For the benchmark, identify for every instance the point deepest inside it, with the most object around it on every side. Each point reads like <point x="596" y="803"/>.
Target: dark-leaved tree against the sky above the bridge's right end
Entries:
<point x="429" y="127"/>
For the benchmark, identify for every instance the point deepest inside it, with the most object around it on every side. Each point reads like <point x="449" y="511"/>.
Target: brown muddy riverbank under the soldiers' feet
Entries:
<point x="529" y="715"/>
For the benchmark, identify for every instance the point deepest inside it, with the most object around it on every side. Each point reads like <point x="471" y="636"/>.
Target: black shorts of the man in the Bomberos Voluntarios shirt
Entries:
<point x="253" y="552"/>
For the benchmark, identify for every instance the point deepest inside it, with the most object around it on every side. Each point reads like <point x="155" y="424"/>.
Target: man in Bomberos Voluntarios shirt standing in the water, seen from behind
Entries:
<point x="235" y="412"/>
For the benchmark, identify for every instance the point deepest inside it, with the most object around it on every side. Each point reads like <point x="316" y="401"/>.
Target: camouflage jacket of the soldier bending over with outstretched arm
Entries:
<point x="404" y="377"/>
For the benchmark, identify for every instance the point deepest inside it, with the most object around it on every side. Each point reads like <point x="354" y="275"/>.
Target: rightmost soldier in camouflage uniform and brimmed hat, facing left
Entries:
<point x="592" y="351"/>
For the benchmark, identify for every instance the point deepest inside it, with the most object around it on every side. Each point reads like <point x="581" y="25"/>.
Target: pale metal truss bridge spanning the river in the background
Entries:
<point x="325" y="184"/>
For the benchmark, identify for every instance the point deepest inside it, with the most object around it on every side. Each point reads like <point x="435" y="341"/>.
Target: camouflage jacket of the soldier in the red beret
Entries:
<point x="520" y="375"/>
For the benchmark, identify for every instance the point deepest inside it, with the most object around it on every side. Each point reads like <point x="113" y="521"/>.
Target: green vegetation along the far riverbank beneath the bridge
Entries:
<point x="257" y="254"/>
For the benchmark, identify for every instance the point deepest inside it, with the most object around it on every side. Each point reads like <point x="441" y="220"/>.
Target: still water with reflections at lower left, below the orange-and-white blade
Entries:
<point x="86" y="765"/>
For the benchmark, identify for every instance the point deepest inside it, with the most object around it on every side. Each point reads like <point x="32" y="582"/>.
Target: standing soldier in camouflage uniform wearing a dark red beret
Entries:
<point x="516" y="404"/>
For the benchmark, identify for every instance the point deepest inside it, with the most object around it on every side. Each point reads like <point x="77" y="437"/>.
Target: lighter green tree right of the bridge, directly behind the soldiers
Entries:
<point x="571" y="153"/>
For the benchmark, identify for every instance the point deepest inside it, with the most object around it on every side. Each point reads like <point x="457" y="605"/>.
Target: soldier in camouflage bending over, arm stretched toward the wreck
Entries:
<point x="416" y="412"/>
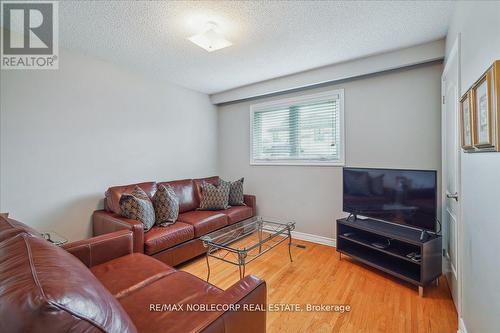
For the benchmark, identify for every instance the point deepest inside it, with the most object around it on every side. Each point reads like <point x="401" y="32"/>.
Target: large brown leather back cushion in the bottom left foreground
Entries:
══════════
Description of the task - Among the lines of the data above, some may hold the word "behind"; report how many, as a single number.

Task result - 2